Given request: In the material below, take everything from the line containing "Lightning round! Study the photo above and box every beaded" down to the end and write it out again, swapping "bracelet" for "necklace" and leaving the rest untouched.

Records from a data source:
(begin)

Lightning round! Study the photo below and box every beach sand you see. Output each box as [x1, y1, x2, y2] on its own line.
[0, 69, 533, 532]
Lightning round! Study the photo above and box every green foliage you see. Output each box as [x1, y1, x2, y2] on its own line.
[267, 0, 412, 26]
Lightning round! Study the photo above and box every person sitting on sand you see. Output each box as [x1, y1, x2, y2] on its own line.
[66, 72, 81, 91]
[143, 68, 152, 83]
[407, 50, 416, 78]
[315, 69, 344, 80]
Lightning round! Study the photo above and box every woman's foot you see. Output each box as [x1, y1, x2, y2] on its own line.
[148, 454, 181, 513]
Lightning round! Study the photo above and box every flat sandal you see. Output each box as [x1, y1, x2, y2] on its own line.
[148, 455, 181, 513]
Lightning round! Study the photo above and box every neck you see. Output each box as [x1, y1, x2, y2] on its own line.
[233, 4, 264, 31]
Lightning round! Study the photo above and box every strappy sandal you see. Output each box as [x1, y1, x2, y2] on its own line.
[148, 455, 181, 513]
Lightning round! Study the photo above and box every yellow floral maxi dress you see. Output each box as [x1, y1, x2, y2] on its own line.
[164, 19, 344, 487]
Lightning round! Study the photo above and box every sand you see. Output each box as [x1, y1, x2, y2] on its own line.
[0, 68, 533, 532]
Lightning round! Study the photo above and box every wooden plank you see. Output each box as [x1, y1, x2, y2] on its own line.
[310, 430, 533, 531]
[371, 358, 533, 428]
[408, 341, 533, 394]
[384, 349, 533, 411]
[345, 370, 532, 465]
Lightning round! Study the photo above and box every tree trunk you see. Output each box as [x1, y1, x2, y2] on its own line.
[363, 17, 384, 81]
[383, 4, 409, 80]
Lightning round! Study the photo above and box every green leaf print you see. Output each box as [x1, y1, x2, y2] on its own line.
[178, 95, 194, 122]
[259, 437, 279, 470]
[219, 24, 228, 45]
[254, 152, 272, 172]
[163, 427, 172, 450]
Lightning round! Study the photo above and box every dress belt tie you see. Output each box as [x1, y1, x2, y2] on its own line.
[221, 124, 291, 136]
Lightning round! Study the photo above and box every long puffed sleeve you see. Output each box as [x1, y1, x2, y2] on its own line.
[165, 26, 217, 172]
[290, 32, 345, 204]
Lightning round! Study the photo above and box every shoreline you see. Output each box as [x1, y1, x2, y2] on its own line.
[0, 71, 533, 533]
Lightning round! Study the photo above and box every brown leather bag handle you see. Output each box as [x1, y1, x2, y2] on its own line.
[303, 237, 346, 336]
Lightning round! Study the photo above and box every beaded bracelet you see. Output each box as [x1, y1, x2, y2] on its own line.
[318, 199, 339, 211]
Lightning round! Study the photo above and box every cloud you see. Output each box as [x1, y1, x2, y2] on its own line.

(end)

Finished task:
Lightning round! Study the photo above and box every beaded necklace you see. Output each box as [x1, y1, x2, y2] on its own line.
[318, 199, 339, 211]
Lightning round! Study the photo above and box every cloud you see. Output each box as [x1, y1, x2, y2] on its own line.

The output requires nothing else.